▶ WHAT NEEDS TO BE DONE:
Please give the data again in full, exactly as it reads.

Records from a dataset
* * * * * * *
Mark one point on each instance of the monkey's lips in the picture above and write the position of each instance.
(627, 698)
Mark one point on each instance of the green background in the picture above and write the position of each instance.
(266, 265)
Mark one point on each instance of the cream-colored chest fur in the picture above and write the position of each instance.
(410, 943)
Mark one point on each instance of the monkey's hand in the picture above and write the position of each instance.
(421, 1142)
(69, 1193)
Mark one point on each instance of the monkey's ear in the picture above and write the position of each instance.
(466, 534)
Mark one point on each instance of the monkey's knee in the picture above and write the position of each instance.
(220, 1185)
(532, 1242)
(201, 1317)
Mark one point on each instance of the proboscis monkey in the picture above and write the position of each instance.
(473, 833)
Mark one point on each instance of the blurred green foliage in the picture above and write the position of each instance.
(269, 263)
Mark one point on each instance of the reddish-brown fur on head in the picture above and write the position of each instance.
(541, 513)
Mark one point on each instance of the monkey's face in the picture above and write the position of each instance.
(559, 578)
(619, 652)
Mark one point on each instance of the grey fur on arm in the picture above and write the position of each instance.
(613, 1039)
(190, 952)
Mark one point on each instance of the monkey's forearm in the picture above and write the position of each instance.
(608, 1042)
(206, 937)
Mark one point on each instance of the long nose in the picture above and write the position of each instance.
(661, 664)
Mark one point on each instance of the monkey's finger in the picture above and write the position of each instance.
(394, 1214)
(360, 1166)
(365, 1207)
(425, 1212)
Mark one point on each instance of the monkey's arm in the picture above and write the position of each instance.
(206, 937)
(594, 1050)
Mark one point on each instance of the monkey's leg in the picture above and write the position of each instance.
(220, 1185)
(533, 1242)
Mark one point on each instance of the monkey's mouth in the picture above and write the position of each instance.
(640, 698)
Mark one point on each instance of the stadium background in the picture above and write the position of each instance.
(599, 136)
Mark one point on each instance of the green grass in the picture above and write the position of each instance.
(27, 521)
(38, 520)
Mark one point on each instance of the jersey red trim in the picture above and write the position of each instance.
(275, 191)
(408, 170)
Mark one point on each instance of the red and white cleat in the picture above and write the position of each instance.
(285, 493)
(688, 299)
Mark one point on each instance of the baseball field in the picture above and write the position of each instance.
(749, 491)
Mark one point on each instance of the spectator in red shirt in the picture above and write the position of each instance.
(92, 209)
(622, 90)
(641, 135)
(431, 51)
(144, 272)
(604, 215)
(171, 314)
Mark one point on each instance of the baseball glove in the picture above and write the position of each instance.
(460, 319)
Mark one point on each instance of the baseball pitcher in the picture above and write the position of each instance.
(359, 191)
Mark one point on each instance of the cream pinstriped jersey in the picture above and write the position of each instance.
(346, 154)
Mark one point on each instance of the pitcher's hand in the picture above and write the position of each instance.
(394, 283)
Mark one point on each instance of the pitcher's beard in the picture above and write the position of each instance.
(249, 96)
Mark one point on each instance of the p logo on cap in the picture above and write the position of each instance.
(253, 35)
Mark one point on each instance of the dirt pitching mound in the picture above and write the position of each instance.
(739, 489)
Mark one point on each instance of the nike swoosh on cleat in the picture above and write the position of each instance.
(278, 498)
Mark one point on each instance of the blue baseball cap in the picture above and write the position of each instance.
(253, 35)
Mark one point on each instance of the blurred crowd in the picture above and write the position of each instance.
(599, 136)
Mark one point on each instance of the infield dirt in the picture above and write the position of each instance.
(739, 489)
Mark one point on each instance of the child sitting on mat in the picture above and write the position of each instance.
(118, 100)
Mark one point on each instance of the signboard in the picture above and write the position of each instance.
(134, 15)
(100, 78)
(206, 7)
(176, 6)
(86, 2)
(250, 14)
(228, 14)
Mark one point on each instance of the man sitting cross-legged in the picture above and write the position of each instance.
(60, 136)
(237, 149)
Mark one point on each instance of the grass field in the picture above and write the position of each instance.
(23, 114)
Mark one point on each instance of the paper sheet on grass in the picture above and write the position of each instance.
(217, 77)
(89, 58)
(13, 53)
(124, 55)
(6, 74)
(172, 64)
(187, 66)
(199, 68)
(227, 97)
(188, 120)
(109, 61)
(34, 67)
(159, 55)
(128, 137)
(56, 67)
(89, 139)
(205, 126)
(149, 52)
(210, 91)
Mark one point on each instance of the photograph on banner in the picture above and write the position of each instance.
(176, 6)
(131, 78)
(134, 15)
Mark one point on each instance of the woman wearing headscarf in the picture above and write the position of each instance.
* * * * * * *
▶ ANSWER TO THE PROBLEM:
Mark one point on each instance of the monkey's lips in the picture above and write the position of each instance.
(627, 698)
Mark one point on each instance of the green background in the picture above and write the position of each instance.
(266, 265)
Mark one point on each instance of the cream-colored chest fur in the picture above and write the position of each instance.
(410, 943)
Mark one point on each instance of the monkey's hand in the picture above and write the position of each instance.
(421, 1142)
(69, 1193)
Mark one point on each instance of the monkey's ear in the picture above and write the position of each instance.
(466, 534)
Mark one point on each instance of the monkey's knee in the picture above and write the position of each instance.
(220, 1185)
(532, 1242)
(201, 1317)
Mark one point on each instance of the proboscis monkey in the picture above and write the position of each instance.
(473, 833)
Mark one point on each instance of the blurred green foliage in the picture above and write the position of each instance.
(269, 263)
Mark one point on each instance of the reddish-brown fur on head in the picture above and write the position of each instance.
(541, 513)
Mark one point on each instance of the monkey's face in the picture above and write the position of each instance.
(559, 578)
(619, 652)
Mark one point on each instance of the grey fur on arm in the picture above and write the position of each instance.
(613, 1039)
(190, 952)
Mark one point on each instance of the monkey's forearm in the picture above and write the position of each instance.
(608, 1042)
(206, 937)
Mark one point on each instance of the long nose in the picture above and write the position of each instance.
(661, 664)
Mark one point on each instance of the monkey's finger in the picture above and write the position of each instance.
(394, 1214)
(360, 1166)
(365, 1207)
(425, 1212)
Mark one point on each instance of the monkey's arm in the picture above and write the position of each instance.
(206, 937)
(594, 1050)
Mark one point on each instance of the monkey's leg in the picture above and write the position of each instance.
(220, 1185)
(533, 1242)
Mark one point on each instance of the monkey's mouth in the picture above and write the position of each instance.
(640, 698)
Mark one point on each instance of the stadium background in the picture above and write the position of each instance.
(599, 136)
Mark one point on each instance of the green grass in the picture above and write the position of each instance.
(27, 521)
(38, 520)
Mark one point on each instance of the jersey red trim in the picture above and write the position of each instance.
(275, 191)
(408, 170)
Mark one point on each instance of the red and white cleat in the picture above and write the position of each instance.
(285, 493)
(688, 299)
Mark one point on each instance of the baseball field in the picture above and write the position of each instance.
(749, 491)
Mark one point on each instance of the spectator in red shirt in the picture above and write the position of each instance.
(92, 209)
(622, 90)
(641, 135)
(431, 51)
(144, 272)
(604, 215)
(171, 314)
Mark one point on each instance of the baseball glove in the picture above and write the position of each instance.
(460, 319)
Mark one point on each instance of the baseball pitcher in the picture above and write the position of each instance.
(359, 191)
Mark one point on each instance of the cream pinstriped jersey in the picture above and write the position of each instance.
(346, 154)
Mark one point on each instance of the pitcher's hand in the picture above and write the position of each instance.
(394, 283)
Mark one point on each instance of the pitcher's beard in the picture above and write the position of each instance.
(249, 96)
Mark one point on each instance of the p logo on cap in the picture above and write the position of each instance.
(253, 35)
Mark one point on each instance of the dirt pitching mound in the picture above and write the position of each instance.
(739, 489)
Mark one point on each instance of the nike swoosh on cleat in the picture above and write the position of each instance.
(278, 498)
Mark one point on each instance of the blue baseball cap in the picture above and write the position of each instance.
(253, 35)
Mark one point on each instance of the blurred crowd in the picture above and write the position of each instance.
(599, 136)
Mark one point on each instance of the infield dirt in the picture above and write the position of each instance.
(739, 489)
Mark one point on each instance of the child sitting on mat in the picture above and write the position of each instance.
(118, 100)
Mark one point on each instance of the signboard in the picture above and write the position of each instance.
(134, 15)
(100, 78)
(206, 7)
(176, 6)
(86, 2)
(250, 14)
(228, 14)
Mark one point on each instance of the man sitting cross-legged in the picture above and write the position of each instance.
(60, 136)
(237, 149)
Mark one point on each instance of the grass field in the picture above and write the position of each instance.
(23, 114)
Mark one point on each instance of the paper sheet on grass in the picture above and write the position of each instance.
(217, 77)
(89, 58)
(13, 53)
(124, 55)
(6, 74)
(172, 64)
(187, 66)
(199, 68)
(227, 97)
(188, 120)
(109, 61)
(34, 67)
(159, 55)
(128, 137)
(56, 67)
(89, 139)
(205, 126)
(149, 52)
(210, 91)
Mark one point on each instance of the photograph on banner in the picture above and write the position of each instance.
(176, 6)
(131, 78)
(134, 15)
Mark one point on each instance of the woman wearing headscarf in the picture above and write the position of each instance.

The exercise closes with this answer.